Task instructions: Pick out and copy each line of the entries below that contains the string "query". Uppercase and lowercase letters count as distinct.

--- START ---

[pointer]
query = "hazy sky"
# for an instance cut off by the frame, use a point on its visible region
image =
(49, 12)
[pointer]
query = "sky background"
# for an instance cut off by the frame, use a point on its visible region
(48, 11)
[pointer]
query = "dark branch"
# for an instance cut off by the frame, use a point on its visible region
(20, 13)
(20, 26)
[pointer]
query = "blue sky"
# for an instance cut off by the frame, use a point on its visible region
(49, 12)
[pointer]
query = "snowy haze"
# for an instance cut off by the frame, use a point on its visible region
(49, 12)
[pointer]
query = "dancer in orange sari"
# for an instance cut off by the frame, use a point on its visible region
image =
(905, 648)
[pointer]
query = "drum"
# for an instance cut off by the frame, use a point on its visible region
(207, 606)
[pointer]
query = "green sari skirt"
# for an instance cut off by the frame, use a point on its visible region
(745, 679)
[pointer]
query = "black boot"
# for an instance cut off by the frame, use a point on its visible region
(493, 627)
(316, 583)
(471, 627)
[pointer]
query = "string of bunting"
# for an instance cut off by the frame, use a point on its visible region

--- END ---

Task answer:
query = "hazy sky"
query = "sky background"
query = "dark branch"
query = "blue sky"
query = "snowy haze"
query = "dancer in orange sari"
query = "drum"
query = "green sari skirt"
query = "black boot"
query = "string of bunting"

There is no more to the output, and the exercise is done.